-- What is asked --
Reproduce every one of the records below word for word, keeping each line unchanged.

-- Dataset excerpts on pointing at objects --
- - - -

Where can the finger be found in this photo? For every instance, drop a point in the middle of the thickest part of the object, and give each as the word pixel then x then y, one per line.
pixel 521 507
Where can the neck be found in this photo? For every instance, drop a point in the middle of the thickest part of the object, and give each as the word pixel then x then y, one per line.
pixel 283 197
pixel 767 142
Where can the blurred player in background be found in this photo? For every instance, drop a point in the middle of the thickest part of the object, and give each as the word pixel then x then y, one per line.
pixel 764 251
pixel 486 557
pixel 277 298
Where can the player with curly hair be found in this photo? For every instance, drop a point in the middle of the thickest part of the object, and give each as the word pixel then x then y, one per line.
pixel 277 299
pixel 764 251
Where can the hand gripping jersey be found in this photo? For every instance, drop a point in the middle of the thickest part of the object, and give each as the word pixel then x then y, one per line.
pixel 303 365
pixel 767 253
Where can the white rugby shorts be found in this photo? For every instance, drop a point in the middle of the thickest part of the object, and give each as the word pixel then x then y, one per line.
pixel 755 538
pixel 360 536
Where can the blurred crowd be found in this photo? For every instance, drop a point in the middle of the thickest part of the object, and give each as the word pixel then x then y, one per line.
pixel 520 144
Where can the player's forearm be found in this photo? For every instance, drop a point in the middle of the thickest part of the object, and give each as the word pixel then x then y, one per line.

- - - -

-- Solution below --
Where can the finger be found in this photo? For every instance, drop a point in the middle of the thickest part of the object, and give each as the word pixel then x then y, one per line.
pixel 521 507
Where can the neck be found in this photo? For every instance, drop a point in the middle of the thickest part of the object, and give each as the word pixel then x then y, one per line.
pixel 283 197
pixel 767 142
Where can the blurred player in background be found in this photo? For every instance, drop a point in the middle of the thickest part of the object, and give each as the word pixel then x then y, one per line.
pixel 764 251
pixel 486 557
pixel 277 298
Where can the player with curly hair be found in this photo? For every instance, drop a point in the middle of the thickest part of the object, and give each as the word pixel then x then y, one per line.
pixel 277 299
pixel 764 251
Where can the hand gripping jersey be found in this photo? For every instance, drop a point in the middle of the thickest part of the object, and give each as the word pixel then x then y, one per line.
pixel 303 365
pixel 767 253
Where can the white rugby shorts be found in this photo? For every instance, drop a point in the middle of the thickest part of the object, and give each as the word pixel then x then y, one per line.
pixel 755 538
pixel 360 536
Where can the blurred crowd be found in this photo? For every instance, drop a point in the middle of the thickest part of the object, and give each as the word pixel then x then y, one per line.
pixel 520 144
Where can the player's forearm be found in this photo? For every instance, drop a point in the middle of the thickest part of the object, and give each as the word pixel then x then y, one per line.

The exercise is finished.